In the business checklist below, how is a customer avatar defined?

▸ **Extract provided**:
'''
Ask, do we have right strategies?
"The greatest danger for most of us is not that our aim is too high and we miss it, but that it is too low and we reach it." - Michelangelo
Vision. Are your strategies moving the organization to your vision?
Plan of action. Do they focus the organization on an intentional plan of action?
Organizational needs. Do they address significant organizational needs?
Results. Do they achieve results?
Challenging. Do they challenge the organization to perform at higher levels and in new ways?
Understandable. Are they easily understood?
Measurable. Can they be monitored and assessed?
Timely. Can they be achieved within the time frame?
Directional. Do they dictate what you will not do?
Evolving. Do you engage in strategic foresight, keeping track of broader change that may call for adapting your strategies (with a prime example being AI).
Appropriate. Do strategies need to change because a) goals have been achieved or changed, b) customer needs have evolved, c) innovation has changed the market, d) competitors have changed the perception of value, or e) the organization’s capabilities have grown or declined?
Ask, do we have the right customers?
“The purpose of a business is to create a customer.” - Peter Drucker
Target. Does the organization know who it wants as customers? Have you created a customer avatar (a detailed profile of the ideal customer, a character with a name, specific demographics, and a backstory, with identified pain points, challenges, goals, wants, and needs) - or multiple avatars if you are targeting different types of customers?
Messaging. Do you have effective brand messaging to attract the right customers?
Differentiation. Are the organization and its offerings differentiated, most attractive to the customers you seek?
Engaged, active, and loyal. Do you have low customer churn? Do your customers have a high repeat purchase rate? Are a high percentage of your customers loyal? Do your customers have high lifetime value?
Competitive insight. Do you know and track your competition?
Business development process. Do you have a healthy sales pipeline? Is your customer conversion rate high? Are you getting good leads from your channels? Is your customer conversion time acceptable? Is customer acquisition cost low versus lifetime customer value?
Ask, are our finances healthy?
“When prosperity comes, do not use all of it.” - Confucius
Viable. Are you solvent and sustainable?
'''
Dataset records:
'''
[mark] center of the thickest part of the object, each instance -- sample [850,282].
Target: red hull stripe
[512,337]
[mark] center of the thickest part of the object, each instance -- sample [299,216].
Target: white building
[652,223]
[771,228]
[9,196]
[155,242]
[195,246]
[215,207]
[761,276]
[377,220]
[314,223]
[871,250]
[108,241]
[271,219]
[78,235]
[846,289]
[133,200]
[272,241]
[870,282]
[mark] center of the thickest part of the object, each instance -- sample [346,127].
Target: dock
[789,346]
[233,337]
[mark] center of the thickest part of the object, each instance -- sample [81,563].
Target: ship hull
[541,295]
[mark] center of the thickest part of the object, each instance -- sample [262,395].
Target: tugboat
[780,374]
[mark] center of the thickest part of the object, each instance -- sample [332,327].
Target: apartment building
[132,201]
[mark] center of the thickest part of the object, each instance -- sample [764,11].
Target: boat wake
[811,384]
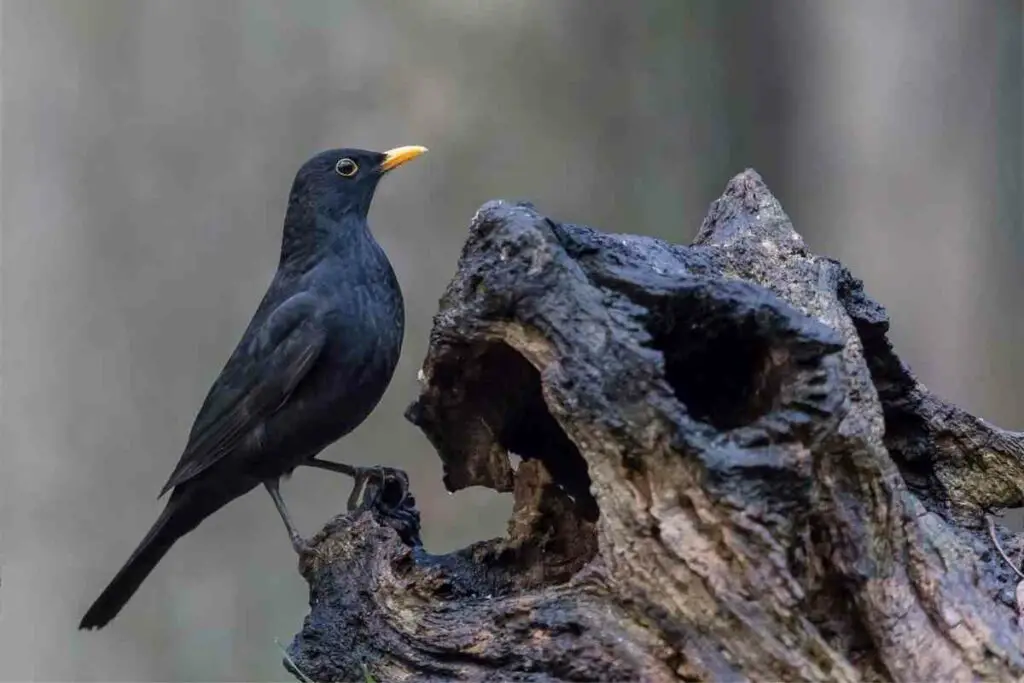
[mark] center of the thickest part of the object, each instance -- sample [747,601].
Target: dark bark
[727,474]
'''
▸ **Reply to the task**: It is a detailed profile of the ideal customer: a character with a name, specific demographics, and a backstory, with identified pain points, challenges, goals, wants, and needs.